**Work task:**
Go through each line of the records below and count those with the word "tassel"; give only the total.

**The input:**

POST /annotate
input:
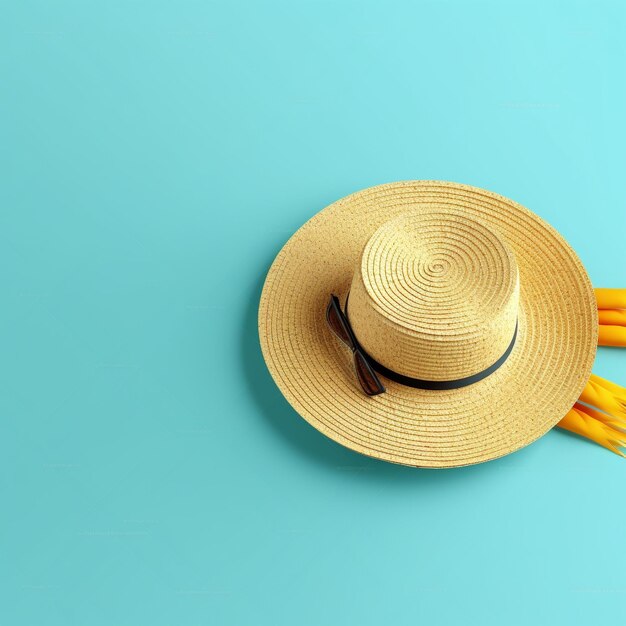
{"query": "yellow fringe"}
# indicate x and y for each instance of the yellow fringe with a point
(582, 423)
(602, 416)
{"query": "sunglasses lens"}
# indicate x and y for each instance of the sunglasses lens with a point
(367, 377)
(334, 317)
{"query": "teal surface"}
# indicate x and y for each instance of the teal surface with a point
(155, 157)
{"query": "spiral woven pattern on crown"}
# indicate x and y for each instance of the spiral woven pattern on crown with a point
(536, 386)
(435, 295)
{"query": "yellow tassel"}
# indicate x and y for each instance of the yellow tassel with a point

**Answer for the task:**
2